Records supplied:
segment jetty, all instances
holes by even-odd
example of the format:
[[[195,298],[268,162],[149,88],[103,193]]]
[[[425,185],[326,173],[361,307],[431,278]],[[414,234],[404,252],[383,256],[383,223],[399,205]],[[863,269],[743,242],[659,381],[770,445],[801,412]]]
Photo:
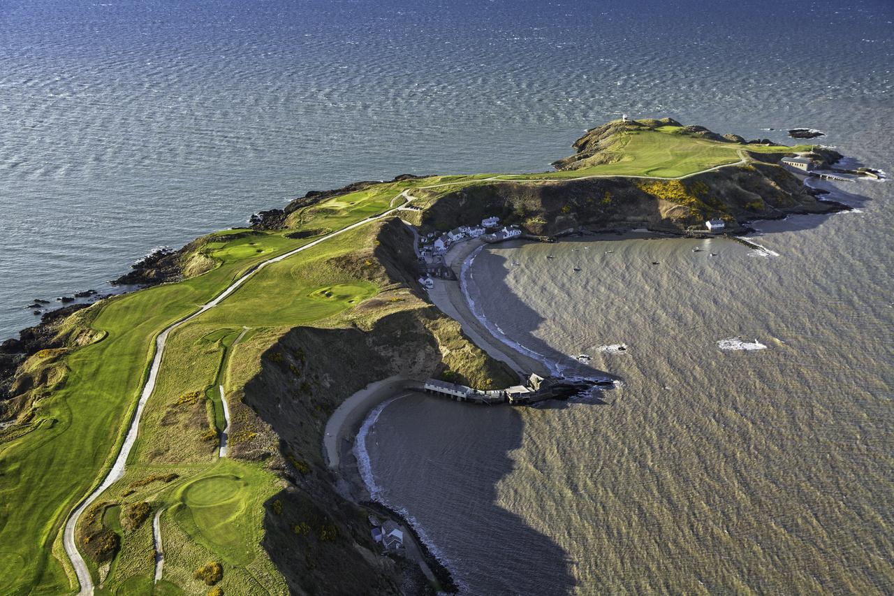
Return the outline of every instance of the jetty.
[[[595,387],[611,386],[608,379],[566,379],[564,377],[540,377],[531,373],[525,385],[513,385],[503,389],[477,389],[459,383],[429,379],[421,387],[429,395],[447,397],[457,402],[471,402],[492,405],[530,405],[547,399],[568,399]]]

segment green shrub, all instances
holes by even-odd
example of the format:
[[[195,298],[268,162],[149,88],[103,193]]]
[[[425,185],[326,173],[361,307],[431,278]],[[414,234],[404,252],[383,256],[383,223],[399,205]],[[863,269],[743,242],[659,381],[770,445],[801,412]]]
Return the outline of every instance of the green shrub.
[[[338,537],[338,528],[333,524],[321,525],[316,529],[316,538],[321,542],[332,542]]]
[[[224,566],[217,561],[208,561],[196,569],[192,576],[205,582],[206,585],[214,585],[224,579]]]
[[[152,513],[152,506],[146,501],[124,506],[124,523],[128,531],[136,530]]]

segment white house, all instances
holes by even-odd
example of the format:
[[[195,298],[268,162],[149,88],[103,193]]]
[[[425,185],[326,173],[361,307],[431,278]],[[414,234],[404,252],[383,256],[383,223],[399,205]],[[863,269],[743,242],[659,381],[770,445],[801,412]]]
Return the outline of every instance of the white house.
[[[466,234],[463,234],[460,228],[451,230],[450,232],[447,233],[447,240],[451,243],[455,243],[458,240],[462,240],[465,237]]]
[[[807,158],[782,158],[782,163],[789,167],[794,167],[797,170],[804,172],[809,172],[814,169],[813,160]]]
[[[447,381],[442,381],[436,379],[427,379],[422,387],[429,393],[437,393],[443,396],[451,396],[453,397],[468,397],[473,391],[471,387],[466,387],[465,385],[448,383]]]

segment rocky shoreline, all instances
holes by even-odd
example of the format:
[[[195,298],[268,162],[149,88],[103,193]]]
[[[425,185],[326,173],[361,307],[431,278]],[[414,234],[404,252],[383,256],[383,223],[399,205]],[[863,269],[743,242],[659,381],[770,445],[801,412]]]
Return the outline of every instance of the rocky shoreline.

* * *

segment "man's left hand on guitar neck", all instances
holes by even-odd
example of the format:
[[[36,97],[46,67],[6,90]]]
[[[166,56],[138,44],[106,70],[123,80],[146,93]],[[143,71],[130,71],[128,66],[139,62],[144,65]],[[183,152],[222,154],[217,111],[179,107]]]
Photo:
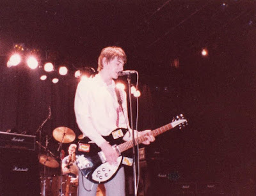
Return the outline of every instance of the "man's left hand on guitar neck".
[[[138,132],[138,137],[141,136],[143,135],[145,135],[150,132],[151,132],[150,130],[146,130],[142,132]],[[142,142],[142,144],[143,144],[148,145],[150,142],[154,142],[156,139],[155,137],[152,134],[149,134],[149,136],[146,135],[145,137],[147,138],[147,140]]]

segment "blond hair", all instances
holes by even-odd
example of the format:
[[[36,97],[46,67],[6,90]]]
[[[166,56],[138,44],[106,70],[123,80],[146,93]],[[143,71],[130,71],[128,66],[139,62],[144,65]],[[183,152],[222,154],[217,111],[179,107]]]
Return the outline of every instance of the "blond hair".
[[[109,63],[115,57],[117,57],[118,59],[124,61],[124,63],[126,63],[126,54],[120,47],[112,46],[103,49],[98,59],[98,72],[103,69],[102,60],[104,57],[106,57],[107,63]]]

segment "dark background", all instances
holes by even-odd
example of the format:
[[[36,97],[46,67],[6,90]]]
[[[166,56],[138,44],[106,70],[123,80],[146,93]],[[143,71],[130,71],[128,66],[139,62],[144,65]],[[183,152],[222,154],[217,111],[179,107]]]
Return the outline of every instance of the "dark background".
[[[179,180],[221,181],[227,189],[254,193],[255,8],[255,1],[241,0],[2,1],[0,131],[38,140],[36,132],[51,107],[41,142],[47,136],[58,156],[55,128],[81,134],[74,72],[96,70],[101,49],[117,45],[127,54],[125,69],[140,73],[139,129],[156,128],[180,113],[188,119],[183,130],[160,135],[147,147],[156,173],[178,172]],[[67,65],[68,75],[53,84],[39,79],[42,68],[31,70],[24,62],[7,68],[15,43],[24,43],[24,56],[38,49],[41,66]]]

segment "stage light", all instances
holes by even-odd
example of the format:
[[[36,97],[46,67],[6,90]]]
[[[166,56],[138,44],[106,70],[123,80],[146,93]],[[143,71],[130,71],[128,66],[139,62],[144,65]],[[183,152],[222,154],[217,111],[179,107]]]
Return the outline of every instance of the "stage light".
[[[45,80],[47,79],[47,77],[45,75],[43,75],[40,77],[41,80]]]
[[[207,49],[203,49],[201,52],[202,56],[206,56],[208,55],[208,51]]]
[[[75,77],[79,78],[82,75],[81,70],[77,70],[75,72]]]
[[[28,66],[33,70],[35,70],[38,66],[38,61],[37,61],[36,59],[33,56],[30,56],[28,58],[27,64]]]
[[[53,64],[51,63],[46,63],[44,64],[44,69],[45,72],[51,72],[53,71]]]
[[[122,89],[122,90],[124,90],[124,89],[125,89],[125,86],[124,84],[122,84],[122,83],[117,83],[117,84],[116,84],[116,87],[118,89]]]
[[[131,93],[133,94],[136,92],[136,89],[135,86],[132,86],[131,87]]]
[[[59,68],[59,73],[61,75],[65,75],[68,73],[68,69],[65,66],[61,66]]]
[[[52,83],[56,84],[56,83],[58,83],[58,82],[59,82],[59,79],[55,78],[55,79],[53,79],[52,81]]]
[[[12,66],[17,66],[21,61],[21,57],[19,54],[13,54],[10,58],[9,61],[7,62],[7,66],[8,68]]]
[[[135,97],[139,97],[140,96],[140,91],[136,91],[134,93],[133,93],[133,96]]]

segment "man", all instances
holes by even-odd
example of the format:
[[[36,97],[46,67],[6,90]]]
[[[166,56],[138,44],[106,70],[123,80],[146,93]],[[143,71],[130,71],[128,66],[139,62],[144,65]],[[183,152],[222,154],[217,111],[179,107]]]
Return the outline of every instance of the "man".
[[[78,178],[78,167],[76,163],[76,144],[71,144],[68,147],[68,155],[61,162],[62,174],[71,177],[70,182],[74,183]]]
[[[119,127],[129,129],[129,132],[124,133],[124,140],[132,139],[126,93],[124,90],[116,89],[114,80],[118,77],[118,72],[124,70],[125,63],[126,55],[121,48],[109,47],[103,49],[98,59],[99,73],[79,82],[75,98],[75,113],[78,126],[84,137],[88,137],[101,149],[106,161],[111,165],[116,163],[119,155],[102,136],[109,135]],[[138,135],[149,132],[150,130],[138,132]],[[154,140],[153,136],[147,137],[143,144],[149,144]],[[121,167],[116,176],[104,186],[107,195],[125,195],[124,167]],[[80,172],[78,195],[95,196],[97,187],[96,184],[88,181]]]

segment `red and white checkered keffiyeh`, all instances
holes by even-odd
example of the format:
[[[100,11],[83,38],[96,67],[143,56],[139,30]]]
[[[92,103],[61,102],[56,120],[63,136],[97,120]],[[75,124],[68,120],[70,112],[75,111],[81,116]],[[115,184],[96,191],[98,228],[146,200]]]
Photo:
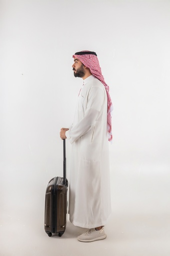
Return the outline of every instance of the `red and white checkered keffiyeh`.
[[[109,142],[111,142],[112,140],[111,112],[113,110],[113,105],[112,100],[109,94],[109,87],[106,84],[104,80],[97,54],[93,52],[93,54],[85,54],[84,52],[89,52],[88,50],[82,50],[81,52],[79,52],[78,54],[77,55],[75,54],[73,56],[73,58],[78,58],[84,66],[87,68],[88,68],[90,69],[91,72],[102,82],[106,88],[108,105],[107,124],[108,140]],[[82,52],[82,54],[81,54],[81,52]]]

Work instructions: Can you find every line in the items above that contains the string "shoreline", with case counting, and copy each one out?

Reply to the exercise:
segment rocky shoreline, all instances
Return the outline of every instance of the rocky shoreline.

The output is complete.